• [Short task] Rewrite all of the records below, replacing "Docstring" with "Description" wherever it occurs and leaving everything else unchanged. Omit the pictures from your answer.
[START OF Stored rows]
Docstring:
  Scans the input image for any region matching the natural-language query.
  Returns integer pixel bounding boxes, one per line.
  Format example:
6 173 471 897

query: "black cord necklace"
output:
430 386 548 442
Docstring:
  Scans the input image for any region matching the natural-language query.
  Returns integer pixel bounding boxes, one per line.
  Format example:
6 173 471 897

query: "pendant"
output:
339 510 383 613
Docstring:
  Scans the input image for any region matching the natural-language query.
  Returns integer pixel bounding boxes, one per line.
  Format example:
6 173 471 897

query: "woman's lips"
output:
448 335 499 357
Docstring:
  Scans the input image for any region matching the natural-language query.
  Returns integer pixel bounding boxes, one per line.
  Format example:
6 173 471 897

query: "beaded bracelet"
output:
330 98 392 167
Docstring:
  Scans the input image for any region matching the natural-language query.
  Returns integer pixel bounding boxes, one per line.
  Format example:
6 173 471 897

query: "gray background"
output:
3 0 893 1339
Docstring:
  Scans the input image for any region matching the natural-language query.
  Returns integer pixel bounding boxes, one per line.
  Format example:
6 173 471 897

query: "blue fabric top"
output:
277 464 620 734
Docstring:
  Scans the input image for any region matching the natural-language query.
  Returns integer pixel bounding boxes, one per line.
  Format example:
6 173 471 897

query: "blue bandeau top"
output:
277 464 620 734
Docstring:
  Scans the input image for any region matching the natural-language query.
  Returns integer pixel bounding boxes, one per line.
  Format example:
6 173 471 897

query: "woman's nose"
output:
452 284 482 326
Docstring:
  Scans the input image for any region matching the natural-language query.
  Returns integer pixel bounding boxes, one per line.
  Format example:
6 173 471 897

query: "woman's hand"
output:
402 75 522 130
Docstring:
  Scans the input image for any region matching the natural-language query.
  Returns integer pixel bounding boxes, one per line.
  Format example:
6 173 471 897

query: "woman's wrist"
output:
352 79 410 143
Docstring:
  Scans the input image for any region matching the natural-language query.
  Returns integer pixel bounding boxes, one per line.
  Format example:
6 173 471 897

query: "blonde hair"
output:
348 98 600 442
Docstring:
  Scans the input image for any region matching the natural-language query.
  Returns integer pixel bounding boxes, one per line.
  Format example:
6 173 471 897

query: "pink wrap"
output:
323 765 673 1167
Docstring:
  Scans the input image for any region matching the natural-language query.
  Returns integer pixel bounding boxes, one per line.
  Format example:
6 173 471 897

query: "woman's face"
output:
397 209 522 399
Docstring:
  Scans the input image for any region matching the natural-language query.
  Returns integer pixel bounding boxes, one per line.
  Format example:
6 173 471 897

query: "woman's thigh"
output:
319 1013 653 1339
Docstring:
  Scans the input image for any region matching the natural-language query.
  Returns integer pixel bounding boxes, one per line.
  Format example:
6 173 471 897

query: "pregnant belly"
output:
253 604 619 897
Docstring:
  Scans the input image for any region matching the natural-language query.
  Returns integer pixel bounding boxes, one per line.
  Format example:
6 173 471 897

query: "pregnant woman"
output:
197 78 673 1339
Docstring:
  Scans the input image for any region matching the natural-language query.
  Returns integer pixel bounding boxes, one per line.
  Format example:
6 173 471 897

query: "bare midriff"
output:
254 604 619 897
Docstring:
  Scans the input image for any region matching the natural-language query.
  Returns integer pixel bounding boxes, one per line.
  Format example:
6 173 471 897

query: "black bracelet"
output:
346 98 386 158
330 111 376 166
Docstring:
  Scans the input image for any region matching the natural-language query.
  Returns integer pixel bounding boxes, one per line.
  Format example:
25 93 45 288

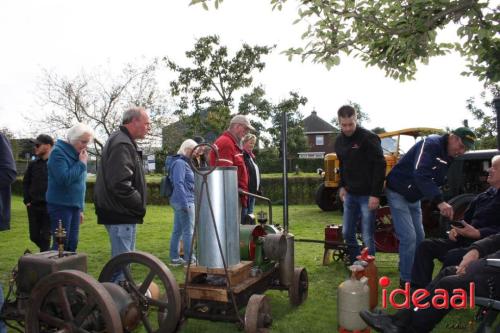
[END OF Stored rows]
• [Answer to this problem]
Description:
  Scans the input image for any region matching the natural-language query.
  Returns integer pixel bounding boxes, one per line.
  Format example:
6 173 471 897

query: "black cord necklace"
output:
430 386 548 442
Description:
  Scans the input image for any region matching the natural-language query.
  Returns integer pixel bounding boxes, one per line.
  Format example:
6 173 471 897

query: "pendant"
output:
339 510 383 613
Description:
  Scans the input image for any region matching the natural-language query.
  Returns integer pixel bounding boxes, one per line.
  Format example:
6 173 471 897

query: "woman's lips"
output:
448 335 499 357
Description:
  Scans the input image for any region matching the natural-language query.
  Returns integer pixel bounding boxes, one per line.
  Format example:
6 173 471 897

query: "beaded bracelet"
output:
330 98 392 167
Description:
  Scans the input image for any region matching the natural-language query.
  Returns integer pixel bounding boxes, one per line.
  Format example:
6 173 471 897

query: "gray background"
output:
3 0 893 1339
Description:
  Scans the input image for any region matching the natural-language query.
  Returns integer pixel bounding boxes, one per line.
  Format example:
6 173 471 897

query: "blue fabric top"
output:
277 464 620 734
Description:
  Scans the input image for any region matching the natural-language query.
  Returns integer pixel bounding boxes, one per line.
  Format example:
6 173 471 897

query: "blue bandeau top"
output:
277 464 620 734
Description:
  Scans the input image for any region matching the natural-language query.
  Returns integer pixel bounding boxes, one per line.
  Format example:
6 173 471 897

query: "woman's nose"
output:
452 284 482 326
Description:
  Scans the input image for any region matching the natural-language query.
  Returns integer pixel bounding boxes, one per line.
  Format example:
6 173 471 897

query: "woman's hand"
output:
402 75 522 130
Description:
  Scans the input image for any region matching the natural-language query.
  Returns integer pixel bounding boxes, one per line.
  Format example:
6 173 471 897

query: "woman's wrist"
output:
352 79 410 143
Description:
  Scans the input image for any region matching the natural-language query.
  Returns integer pixel bounding boxes, one per line.
  Format example:
6 173 471 897

query: "blonde hair"
output:
348 98 600 442
Description:
  Scans the input image for any region matching the natural-language query.
  Returns integer pixel bounding boxes, one per line.
  Format example:
6 173 471 897

query: "pink wrap"
output:
323 765 673 1167
Description:
  Scans the input image for any region matching the natural-language query.
  Returns integer pixel bounding boxes, one per line.
  Format example:
6 173 471 897

query: "woman's face"
output:
397 209 522 399
Description:
  Scans the input image for any region matching the natural-language query.
  Returns integer pixel bounding boxes, one per line.
  Format example:
6 173 471 897

query: "woman's thigh"
output:
319 1013 653 1339
Description:
  Scans the input image for any region matching the natural-language query.
  Returns integer pixel bounding boxes, one per line.
  Format example:
6 173 471 897

query: "pregnant belly"
output:
253 604 619 897
Description:
  Scans the input image for any region matching the natural-language query.
  Returns integer pixel bounding boxes, one per line.
  Format example:
6 173 471 897

query: "pregnant woman"
output:
197 78 673 1339
Description:
  Scans the input image for any region matching the natural-language query.
  Returns integer pixel bounding boxes, one per line.
  Format example:
6 173 471 897

query: "bare midriff"
output:
254 604 619 897
Description:
  Scans the input image for any region matching the natural-language query.
  Returns integer pixel bounding boxes, one per line.
  Format example:
6 173 471 897

query: "black bracelet"
output:
346 98 386 158
330 111 376 166
Description:
  Scans the input image for any region matching the natural-language query.
  Returns integer pixel bounding boxes, one per line.
  Format example:
25 93 45 288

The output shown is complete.